■ Task material

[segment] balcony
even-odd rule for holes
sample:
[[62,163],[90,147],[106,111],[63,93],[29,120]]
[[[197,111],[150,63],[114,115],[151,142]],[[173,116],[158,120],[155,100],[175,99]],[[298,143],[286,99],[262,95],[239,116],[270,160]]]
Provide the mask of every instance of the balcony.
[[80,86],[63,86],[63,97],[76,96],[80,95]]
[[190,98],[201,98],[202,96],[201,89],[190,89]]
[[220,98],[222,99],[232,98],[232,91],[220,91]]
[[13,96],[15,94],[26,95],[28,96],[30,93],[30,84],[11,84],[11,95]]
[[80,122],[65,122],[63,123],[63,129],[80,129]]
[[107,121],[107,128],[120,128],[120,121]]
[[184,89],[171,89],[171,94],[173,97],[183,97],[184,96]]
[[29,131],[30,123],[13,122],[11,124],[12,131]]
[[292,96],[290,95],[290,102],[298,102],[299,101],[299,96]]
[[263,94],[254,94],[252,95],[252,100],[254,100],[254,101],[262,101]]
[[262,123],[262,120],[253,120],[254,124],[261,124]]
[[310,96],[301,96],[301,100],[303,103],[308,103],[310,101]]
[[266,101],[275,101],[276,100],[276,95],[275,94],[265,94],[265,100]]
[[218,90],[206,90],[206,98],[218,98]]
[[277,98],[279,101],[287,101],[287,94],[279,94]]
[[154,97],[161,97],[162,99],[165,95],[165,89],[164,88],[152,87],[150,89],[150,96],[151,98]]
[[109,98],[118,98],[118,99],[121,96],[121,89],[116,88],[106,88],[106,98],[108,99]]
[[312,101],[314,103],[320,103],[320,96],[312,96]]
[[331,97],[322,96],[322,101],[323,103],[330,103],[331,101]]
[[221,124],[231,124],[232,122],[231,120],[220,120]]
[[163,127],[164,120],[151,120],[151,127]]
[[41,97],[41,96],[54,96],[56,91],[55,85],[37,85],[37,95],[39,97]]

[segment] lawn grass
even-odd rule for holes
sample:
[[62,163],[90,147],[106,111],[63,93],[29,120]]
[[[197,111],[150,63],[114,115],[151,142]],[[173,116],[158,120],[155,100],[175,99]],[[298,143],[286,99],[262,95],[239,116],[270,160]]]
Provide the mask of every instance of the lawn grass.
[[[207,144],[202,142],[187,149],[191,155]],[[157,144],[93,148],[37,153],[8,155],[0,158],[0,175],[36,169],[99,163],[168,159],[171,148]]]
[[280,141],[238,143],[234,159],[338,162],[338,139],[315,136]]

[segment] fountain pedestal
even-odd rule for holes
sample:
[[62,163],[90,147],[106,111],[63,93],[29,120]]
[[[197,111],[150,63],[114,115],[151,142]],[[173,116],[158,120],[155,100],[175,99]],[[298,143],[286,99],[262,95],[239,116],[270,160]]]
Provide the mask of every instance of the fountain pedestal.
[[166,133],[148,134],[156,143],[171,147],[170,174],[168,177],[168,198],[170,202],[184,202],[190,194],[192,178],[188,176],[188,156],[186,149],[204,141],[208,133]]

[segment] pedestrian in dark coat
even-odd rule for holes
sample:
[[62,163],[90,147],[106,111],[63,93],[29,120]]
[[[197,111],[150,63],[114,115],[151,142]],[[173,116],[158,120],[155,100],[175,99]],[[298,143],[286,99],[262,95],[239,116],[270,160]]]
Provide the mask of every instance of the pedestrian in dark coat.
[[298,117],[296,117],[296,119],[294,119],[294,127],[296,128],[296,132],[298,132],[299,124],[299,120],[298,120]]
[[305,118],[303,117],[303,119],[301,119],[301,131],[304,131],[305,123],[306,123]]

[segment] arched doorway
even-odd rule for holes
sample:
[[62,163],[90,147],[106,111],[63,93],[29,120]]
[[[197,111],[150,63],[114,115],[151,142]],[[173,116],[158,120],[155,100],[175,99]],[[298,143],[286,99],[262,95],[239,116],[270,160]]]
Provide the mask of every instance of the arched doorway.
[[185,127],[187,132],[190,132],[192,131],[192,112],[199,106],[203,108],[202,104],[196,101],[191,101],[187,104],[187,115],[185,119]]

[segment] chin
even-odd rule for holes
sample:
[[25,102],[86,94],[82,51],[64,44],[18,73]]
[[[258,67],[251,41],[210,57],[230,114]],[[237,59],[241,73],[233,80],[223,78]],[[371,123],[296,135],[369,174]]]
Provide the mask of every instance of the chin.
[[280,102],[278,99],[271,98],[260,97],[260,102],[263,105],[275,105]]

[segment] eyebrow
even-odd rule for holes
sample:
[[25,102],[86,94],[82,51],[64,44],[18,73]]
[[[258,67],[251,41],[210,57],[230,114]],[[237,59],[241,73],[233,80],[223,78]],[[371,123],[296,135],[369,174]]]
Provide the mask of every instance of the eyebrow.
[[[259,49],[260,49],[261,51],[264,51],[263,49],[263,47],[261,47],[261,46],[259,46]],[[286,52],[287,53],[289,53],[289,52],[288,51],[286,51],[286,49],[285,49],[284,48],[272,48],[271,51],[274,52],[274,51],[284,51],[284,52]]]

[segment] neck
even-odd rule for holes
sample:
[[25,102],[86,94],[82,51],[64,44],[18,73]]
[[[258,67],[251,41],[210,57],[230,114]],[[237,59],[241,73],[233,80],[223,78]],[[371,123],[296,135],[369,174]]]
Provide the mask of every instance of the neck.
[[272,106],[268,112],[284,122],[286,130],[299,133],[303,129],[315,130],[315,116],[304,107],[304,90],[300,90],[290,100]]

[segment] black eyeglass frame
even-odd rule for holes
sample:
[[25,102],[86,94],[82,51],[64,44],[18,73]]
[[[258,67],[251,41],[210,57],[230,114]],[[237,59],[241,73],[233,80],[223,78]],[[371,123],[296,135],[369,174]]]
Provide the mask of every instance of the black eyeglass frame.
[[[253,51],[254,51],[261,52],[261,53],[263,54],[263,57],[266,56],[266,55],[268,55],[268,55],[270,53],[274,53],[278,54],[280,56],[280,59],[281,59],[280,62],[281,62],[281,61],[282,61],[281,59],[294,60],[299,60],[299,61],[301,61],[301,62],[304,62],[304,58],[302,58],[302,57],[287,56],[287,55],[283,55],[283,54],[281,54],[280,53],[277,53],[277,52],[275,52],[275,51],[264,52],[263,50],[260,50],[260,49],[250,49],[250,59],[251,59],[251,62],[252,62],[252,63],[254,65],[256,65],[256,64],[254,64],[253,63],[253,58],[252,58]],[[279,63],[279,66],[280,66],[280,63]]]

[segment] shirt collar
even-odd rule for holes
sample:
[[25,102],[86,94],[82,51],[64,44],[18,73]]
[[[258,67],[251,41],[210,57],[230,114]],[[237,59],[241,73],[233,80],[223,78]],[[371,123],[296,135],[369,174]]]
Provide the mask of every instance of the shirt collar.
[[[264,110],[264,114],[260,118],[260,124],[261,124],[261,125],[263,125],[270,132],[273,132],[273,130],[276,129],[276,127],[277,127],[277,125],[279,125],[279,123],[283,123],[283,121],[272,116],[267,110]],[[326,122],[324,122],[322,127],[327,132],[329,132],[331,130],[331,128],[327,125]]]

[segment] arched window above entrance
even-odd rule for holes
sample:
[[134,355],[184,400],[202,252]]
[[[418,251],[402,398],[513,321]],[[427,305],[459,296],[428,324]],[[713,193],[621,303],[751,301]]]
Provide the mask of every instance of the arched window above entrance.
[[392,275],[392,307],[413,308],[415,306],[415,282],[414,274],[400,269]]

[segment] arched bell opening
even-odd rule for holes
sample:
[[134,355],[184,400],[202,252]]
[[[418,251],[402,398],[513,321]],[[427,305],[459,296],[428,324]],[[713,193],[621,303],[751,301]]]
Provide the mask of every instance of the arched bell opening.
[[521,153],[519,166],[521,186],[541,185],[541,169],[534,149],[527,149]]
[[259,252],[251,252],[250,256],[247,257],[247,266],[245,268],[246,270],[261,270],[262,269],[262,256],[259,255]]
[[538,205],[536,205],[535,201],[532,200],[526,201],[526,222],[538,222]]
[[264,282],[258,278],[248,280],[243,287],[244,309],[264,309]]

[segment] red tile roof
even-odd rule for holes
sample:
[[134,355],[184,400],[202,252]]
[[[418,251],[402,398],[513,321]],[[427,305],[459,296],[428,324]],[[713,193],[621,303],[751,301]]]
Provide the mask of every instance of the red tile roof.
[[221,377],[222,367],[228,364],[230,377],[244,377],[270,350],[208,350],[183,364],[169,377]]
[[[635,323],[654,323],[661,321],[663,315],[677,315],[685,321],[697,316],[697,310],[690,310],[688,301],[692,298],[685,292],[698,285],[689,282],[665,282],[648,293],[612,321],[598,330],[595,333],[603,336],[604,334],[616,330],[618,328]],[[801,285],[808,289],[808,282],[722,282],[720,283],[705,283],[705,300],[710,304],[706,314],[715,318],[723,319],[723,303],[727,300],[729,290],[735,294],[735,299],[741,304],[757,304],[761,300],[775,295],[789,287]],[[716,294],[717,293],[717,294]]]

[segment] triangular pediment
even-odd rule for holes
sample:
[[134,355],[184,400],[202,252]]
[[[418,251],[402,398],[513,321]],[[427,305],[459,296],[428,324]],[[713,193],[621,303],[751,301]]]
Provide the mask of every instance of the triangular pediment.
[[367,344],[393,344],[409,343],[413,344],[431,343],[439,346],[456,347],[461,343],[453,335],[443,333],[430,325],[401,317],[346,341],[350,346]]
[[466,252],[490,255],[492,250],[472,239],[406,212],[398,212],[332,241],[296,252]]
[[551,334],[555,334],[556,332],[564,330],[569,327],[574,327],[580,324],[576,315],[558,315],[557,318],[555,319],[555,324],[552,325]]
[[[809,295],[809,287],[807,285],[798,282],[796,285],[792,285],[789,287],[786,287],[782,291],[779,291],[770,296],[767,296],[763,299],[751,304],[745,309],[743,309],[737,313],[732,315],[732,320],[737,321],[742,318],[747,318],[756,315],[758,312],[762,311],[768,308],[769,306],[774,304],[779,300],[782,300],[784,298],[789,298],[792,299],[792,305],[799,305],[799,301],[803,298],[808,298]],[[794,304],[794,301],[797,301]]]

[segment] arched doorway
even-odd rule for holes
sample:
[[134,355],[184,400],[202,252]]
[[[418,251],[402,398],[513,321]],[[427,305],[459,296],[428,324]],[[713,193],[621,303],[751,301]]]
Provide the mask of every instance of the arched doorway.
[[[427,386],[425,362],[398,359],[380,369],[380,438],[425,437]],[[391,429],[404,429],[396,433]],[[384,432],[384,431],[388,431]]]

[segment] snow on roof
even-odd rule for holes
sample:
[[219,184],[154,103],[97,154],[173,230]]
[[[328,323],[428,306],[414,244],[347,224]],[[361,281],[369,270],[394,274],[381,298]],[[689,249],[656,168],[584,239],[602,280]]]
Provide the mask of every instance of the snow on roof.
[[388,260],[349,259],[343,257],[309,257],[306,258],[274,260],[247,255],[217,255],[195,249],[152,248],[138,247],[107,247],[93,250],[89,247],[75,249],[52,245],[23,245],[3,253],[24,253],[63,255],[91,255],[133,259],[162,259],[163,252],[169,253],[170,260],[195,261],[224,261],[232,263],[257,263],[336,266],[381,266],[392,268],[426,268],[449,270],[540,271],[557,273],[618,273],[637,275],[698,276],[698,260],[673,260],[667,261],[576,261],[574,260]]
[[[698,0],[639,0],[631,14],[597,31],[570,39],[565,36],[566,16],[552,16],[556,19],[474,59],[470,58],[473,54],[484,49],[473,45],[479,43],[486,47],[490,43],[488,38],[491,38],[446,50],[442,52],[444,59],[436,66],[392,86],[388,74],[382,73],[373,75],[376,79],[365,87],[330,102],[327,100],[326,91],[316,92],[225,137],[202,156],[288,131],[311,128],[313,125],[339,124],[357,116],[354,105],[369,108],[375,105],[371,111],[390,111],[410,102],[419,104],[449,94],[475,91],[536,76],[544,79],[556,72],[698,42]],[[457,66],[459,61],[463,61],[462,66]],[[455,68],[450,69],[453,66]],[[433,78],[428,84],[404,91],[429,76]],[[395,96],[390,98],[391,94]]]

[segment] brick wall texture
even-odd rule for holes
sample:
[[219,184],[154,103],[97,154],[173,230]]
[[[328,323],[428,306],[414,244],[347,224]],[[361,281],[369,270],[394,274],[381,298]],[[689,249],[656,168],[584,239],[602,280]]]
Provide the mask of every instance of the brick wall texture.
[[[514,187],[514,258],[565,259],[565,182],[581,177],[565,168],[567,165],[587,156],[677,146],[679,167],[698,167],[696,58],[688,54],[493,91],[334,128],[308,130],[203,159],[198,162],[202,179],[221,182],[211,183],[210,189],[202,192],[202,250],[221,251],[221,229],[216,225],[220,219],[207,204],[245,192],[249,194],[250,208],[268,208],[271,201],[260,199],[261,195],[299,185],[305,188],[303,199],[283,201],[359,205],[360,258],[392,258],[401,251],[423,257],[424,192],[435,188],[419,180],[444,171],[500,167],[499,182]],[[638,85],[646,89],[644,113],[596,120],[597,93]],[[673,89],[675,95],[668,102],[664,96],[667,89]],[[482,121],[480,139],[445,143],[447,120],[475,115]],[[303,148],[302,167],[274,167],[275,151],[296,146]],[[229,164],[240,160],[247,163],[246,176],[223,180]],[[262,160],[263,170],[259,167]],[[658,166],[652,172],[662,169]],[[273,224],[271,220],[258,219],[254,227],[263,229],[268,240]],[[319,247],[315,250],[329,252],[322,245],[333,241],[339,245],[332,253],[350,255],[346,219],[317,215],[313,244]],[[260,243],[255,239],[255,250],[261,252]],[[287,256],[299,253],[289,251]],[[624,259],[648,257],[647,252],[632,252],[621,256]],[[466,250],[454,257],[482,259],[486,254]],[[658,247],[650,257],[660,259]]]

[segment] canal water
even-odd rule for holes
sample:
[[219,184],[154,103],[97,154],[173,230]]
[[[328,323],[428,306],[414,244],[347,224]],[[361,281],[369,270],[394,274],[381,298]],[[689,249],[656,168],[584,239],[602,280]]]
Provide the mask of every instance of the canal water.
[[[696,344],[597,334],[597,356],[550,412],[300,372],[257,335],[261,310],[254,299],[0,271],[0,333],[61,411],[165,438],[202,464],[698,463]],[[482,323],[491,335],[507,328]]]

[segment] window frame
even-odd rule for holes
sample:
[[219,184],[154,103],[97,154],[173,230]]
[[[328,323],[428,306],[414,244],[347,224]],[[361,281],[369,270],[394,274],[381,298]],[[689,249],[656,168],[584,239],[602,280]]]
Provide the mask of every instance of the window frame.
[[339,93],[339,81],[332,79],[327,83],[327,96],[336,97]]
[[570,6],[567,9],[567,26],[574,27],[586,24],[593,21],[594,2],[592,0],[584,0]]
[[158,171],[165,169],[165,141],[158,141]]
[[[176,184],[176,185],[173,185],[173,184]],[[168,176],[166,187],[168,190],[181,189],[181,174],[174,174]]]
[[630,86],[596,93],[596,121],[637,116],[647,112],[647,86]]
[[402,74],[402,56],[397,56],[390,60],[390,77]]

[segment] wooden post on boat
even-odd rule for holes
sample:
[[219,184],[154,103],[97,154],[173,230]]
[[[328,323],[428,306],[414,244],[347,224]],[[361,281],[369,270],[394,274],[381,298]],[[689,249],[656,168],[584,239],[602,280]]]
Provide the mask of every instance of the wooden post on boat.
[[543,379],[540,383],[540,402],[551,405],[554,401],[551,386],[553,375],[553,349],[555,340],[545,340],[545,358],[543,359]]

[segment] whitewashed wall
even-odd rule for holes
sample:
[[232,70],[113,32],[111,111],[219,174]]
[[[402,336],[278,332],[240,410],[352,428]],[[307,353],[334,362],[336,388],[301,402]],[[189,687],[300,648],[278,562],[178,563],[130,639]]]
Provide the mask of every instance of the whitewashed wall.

■ Aim
Copy out each line of the material above that contains the string "opening". Matching is case-sensitive.

■ Correct output
[segment] arched bell opening
Provide the mask of every instance of the arched bell opening.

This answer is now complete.